START Data for processing

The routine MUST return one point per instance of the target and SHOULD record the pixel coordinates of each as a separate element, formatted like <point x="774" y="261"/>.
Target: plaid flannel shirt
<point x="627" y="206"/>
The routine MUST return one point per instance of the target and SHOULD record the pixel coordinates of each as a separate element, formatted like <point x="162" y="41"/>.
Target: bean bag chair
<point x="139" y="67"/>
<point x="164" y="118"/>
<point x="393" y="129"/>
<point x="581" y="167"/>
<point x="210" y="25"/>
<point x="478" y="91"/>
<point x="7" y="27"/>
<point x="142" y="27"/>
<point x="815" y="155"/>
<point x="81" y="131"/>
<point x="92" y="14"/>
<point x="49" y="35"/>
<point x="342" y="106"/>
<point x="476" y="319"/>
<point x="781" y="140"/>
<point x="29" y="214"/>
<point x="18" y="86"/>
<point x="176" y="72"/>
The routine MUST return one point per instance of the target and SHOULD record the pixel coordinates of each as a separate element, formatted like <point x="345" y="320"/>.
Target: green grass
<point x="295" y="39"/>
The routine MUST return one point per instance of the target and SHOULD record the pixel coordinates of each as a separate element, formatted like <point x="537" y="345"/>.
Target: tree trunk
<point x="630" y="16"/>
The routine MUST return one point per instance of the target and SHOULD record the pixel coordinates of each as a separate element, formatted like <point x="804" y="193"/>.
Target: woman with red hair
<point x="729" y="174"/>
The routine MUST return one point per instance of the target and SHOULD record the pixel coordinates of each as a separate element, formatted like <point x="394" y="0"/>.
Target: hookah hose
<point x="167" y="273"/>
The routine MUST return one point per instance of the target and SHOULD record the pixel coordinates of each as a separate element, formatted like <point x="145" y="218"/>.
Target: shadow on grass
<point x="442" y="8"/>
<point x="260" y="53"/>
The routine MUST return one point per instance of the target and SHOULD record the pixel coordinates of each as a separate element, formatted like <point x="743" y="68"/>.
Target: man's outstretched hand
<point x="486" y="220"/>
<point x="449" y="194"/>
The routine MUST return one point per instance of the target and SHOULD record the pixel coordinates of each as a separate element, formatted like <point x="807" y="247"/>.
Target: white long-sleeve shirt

END Data for processing

### What is being asked
Copy out each line of the data exactly.

### Finished task
The routine MUST return one point per instance of the target and SHOULD record the pixel coordinates of each as a separate element, formatted like <point x="774" y="261"/>.
Target: plaid flannel shirt
<point x="627" y="206"/>
The routine MUST return one point per instance of the target and SHOULD record the pixel coordinates of each as a separate element, formatted like <point x="162" y="41"/>.
Target: bean bag chair
<point x="139" y="67"/>
<point x="164" y="118"/>
<point x="393" y="129"/>
<point x="581" y="167"/>
<point x="210" y="25"/>
<point x="478" y="91"/>
<point x="7" y="27"/>
<point x="142" y="27"/>
<point x="815" y="155"/>
<point x="81" y="131"/>
<point x="92" y="14"/>
<point x="49" y="35"/>
<point x="342" y="106"/>
<point x="476" y="319"/>
<point x="781" y="140"/>
<point x="29" y="214"/>
<point x="18" y="86"/>
<point x="176" y="72"/>
The routine MUST return one point per instance of the target and SHOULD record the pixel coordinates of each as a separate element, formatted like <point x="345" y="320"/>.
Target: green grass
<point x="295" y="39"/>
The routine MUST return one point per instance of the target and SHOULD record the pixel coordinates of each as a separate element, formatted like <point x="537" y="345"/>.
Target: tree trunk
<point x="630" y="16"/>
The routine MUST return one point per instance of the target and SHOULD record the pixel coordinates of each as a separate element, formatted like <point x="804" y="193"/>.
Target: woman with red hair
<point x="729" y="174"/>
The routine MUST return one point per instance of the target and SHOULD record the pixel coordinates of each as a separate element, formatted like <point x="394" y="0"/>.
Target: hookah hose
<point x="167" y="273"/>
The routine MUST return one point per instance of the target and SHOULD record the pixel coordinates of each as a separate element, formatted like <point x="145" y="218"/>.
Target: shadow on grass
<point x="442" y="8"/>
<point x="260" y="53"/>
The routine MUST return one point per instance of the target and SHOULD record the pixel coordinates of each as a separate element, formatted like <point x="743" y="68"/>.
Target: man's outstretched hand
<point x="486" y="220"/>
<point x="449" y="194"/>
The routine MUST return one point per instance of the target and SHOULD record the pixel coordinates of each as a separate element, formatted like <point x="807" y="247"/>.
Target: white long-sleeve shirt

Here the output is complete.